▸ Ausgangstext

────────────────

Leseproben und Projektbeschriebe

Lust aufs Landleben

Durch Wiesen und Wälder streifen, Tiere füttern, am Feuer sitzen, in die Sterne schauen und im Tipi in den Schlaf fallen: Ferien auf dem Bauernhof sind für Familien ein romantisches Abenteuer.

Das Haar verstrubelt, den Schlaf noch in den Augen stolpert die achtjährige Levana barfuss zum Traktor und ruckelt los. Ein Heer von Sonnenblumen blickt nach Osten, Libellen kreisen um hügelige Kornfelder, drei reglose Esel staunen über das Mädchen auf seinem Plastik-Gefährt. Summend lenkt es das Elektrowägelchen kreuz und quer in Richtung Frühstücksbuffet.  

Morgens um sieben ist auf dem Hof der Familie Neuenschwander in Rickenbach LU längst Tagwache, nicht nur für die Bauern sondern auch für gewisse Gäste, die hier ihre Ferien oder auch nur ein Wochenende verbringen: Sie wohnen in schlichten Gästezimmern oder im ehemaligen Stöckli der Grosseltern, das nun als Ferienwohnung dient. Sie hausen im Stall, der liebevoll zum „Schlafen im Stroh“ hergerichtet wurde – oder im Tipi am Waldrand, wo Levana mit ihrer Familie und Freunden genächtigt hat.

────────────────

▸ Aufgabenstellung 1
Kannst du den Text über Ferien auf dem Bauernhof vollständig und Wort für Wort wiedergeben?
Der Text und die Datensätze haben inhaltlich nichts miteinander zu tun.

────────────────

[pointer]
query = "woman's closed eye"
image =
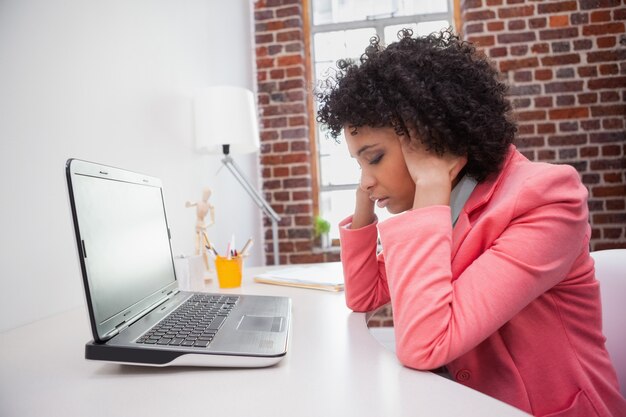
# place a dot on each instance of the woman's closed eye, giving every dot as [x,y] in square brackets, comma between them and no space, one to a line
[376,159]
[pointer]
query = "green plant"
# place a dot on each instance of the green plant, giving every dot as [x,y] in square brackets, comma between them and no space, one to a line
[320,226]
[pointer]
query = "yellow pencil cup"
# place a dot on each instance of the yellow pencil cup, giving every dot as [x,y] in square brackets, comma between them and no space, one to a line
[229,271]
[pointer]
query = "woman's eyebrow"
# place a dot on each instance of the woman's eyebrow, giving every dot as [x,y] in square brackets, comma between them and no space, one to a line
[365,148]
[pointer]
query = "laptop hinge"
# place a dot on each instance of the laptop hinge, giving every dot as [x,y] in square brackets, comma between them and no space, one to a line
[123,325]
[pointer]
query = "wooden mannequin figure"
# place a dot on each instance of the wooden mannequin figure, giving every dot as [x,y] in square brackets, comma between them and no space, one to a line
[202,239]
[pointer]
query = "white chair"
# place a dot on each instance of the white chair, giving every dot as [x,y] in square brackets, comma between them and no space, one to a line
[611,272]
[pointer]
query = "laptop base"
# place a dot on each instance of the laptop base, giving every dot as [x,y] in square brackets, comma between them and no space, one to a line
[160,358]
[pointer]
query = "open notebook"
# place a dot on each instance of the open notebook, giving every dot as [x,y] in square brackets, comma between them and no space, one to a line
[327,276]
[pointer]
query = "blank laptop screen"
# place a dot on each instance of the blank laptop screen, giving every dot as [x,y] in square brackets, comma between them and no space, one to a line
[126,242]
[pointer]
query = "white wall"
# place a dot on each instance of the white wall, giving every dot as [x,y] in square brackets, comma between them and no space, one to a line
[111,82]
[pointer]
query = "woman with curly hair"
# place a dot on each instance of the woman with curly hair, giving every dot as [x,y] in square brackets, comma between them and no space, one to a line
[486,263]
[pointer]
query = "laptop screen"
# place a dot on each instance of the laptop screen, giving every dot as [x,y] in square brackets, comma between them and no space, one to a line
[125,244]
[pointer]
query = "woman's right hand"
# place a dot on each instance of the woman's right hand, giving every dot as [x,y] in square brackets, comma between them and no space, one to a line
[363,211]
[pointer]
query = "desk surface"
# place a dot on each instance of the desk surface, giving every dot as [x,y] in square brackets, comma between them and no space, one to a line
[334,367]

────────────────

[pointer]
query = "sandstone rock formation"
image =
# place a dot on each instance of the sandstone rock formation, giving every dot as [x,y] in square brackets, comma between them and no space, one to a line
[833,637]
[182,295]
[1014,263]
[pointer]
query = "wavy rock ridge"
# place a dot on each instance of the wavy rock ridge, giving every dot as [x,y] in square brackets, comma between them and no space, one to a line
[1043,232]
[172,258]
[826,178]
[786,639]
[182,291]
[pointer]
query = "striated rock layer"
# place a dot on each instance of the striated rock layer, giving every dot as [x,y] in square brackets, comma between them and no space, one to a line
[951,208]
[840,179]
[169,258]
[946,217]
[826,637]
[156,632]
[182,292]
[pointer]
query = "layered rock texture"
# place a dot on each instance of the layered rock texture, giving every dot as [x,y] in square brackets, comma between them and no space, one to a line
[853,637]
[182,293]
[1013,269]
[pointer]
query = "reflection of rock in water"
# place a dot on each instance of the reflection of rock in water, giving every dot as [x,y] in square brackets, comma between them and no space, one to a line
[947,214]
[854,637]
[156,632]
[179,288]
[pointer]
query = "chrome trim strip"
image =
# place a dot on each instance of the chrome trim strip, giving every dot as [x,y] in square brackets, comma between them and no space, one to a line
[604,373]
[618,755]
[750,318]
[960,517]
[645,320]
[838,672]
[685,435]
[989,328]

────────────────

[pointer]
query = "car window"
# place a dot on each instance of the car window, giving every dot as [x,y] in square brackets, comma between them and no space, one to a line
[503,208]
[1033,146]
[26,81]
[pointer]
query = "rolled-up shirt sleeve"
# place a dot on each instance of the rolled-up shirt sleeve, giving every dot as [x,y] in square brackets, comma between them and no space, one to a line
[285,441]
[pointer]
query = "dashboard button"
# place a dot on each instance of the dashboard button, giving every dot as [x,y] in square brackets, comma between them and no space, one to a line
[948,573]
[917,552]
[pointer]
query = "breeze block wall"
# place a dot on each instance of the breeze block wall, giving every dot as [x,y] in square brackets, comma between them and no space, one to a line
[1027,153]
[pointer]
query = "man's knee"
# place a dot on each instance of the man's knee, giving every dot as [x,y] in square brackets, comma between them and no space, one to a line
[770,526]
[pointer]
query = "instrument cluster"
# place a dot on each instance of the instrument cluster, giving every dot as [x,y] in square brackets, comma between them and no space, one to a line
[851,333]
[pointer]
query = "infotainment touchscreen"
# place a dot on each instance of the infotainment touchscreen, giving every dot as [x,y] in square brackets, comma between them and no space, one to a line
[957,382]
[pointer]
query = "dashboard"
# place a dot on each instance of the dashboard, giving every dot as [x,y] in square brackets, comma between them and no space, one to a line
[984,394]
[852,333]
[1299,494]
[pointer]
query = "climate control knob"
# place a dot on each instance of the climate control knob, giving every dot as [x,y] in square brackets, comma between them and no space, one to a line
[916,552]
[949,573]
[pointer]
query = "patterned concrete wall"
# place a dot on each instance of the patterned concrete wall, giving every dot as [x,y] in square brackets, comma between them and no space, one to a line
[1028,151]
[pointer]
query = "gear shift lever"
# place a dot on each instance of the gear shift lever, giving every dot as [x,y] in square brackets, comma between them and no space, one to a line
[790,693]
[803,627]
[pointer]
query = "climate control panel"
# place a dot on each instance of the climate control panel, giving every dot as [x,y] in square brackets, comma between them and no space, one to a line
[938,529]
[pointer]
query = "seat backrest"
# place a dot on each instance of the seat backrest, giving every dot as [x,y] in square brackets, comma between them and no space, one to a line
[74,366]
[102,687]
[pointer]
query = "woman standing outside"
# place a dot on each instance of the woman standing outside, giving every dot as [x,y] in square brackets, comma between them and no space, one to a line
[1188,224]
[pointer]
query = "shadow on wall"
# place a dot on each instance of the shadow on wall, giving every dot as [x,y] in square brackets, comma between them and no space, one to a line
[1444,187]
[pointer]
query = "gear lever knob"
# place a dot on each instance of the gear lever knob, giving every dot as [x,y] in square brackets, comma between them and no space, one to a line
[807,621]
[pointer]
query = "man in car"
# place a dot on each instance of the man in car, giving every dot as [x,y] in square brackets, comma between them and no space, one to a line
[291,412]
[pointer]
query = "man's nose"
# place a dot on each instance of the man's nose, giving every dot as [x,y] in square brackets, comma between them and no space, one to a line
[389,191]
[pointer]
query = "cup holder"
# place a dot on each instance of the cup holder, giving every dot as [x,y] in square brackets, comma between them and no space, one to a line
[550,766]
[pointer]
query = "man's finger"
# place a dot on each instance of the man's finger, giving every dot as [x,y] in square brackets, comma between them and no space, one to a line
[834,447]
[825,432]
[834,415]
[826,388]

────────────────

▸ Aufgabenstellung 2
In wie vielen Zeilen der Datensätze kommt die Zeichenfolge „shadow“ vor? Groß- und Kleinschreibung wird dabei unterschieden; gib nur die Anzahl an.

▸ Erwartete Antwort 1
Leseproben und Projektbeschriebe

Lust aufs Landleben

Durch Wiesen und Wälder streifen, Tiere füttern, am Feuer sitzen, in die Sterne schauen und im Tipi in den Schlaf fallen: Ferien auf dem Bauernhof sind für Familien ein romantisches Abenteuer.

Das Haar verstrubelt, den Schlaf noch in den Augen stolpert die achtjährige Levana barfuss zum Traktor und ruckelt los. Ein Heer von Sonnenblumen blickt nach Osten, Libellen kreisen um hügelige Kornfelder, drei reglose Esel staunen über das Mädchen auf seinem Plastik-Gefährt. Summend lenkt es das Elektrowägelchen kreuz und quer in Richtung Frühstücksbuffet.  

Morgens um sieben ist auf dem Hof der Familie Neuenschwander in Rickenbach LU längst Tagwache, nicht nur für die Bauern sondern auch für gewisse Gäste, die hier ihre Ferien oder auch nur ein Wochenende verbringen: Sie wohnen in schlichten Gästezimmern oder im ehemaligen Stöckli der Grosseltern, das nun als Ferienwohnung dient. Sie hausen im Stall, der liebevoll zum „Schlafen im Stroh“ hergerichtet wurde – oder im Tipi am Waldrand, wo Levana mit ihrer Familie und Freunden genächtigt hat.

▸ Erwartete Antwort 2
2